• _Problem details_: Rewrite the listing below with every "integer pixels" replaced by "whole-number pixels", keeping everything else the same.

• _Data for the task_:
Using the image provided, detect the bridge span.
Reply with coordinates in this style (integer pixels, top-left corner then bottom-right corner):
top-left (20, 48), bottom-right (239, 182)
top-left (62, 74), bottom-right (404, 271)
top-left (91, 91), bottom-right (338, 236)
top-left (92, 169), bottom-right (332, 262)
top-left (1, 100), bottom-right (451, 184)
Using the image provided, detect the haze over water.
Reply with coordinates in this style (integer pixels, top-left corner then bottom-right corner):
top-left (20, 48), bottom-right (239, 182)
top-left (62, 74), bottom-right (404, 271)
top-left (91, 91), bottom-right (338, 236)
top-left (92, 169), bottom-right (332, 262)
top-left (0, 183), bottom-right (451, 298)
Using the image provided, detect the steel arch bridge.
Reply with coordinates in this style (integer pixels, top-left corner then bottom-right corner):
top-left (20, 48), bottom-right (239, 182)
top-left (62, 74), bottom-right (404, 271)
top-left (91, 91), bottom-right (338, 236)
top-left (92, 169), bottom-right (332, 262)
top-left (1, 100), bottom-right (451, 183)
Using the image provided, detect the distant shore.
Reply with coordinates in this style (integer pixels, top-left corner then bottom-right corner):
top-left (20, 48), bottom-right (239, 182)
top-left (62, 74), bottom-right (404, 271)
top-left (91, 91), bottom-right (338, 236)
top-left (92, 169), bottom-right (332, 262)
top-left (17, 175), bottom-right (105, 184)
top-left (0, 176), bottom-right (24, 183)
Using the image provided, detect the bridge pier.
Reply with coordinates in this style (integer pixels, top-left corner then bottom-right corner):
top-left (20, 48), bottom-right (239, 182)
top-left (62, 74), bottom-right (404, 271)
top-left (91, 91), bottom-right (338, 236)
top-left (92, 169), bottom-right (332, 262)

• _Result of this task_:
Using the image provided, detect the bridge span.
Reply with coordinates in this style (whole-number pixels, top-left corner then bottom-right corner):
top-left (20, 48), bottom-right (239, 182)
top-left (62, 74), bottom-right (404, 271)
top-left (91, 91), bottom-right (338, 236)
top-left (92, 169), bottom-right (332, 262)
top-left (1, 100), bottom-right (451, 184)
Using the image provided, detect the haze over water.
Reply with coordinates in this style (whole-number pixels, top-left corner then bottom-right corner):
top-left (20, 48), bottom-right (239, 182)
top-left (62, 74), bottom-right (404, 271)
top-left (91, 91), bottom-right (338, 236)
top-left (92, 169), bottom-right (332, 262)
top-left (0, 183), bottom-right (451, 298)
Using the image provided, detect the steel arch bridge.
Reply with coordinates in this style (whole-number pixels, top-left corner then bottom-right corner):
top-left (20, 48), bottom-right (239, 182)
top-left (62, 74), bottom-right (404, 271)
top-left (91, 91), bottom-right (338, 236)
top-left (92, 169), bottom-right (332, 262)
top-left (1, 100), bottom-right (451, 183)
Using the image provided, detect the distant shore.
Reply with coordinates in this style (whole-number pixels, top-left corner then bottom-right corner):
top-left (20, 48), bottom-right (239, 182)
top-left (62, 74), bottom-right (404, 271)
top-left (91, 91), bottom-right (338, 236)
top-left (92, 169), bottom-right (332, 262)
top-left (17, 175), bottom-right (105, 184)
top-left (0, 176), bottom-right (24, 183)
Using the image provided, detect the bridge pier.
Reply with coordinates in this style (whole-number pixels, top-left corner then bottom-right corner):
top-left (20, 48), bottom-right (239, 182)
top-left (62, 74), bottom-right (404, 271)
top-left (91, 91), bottom-right (338, 236)
top-left (92, 169), bottom-right (332, 262)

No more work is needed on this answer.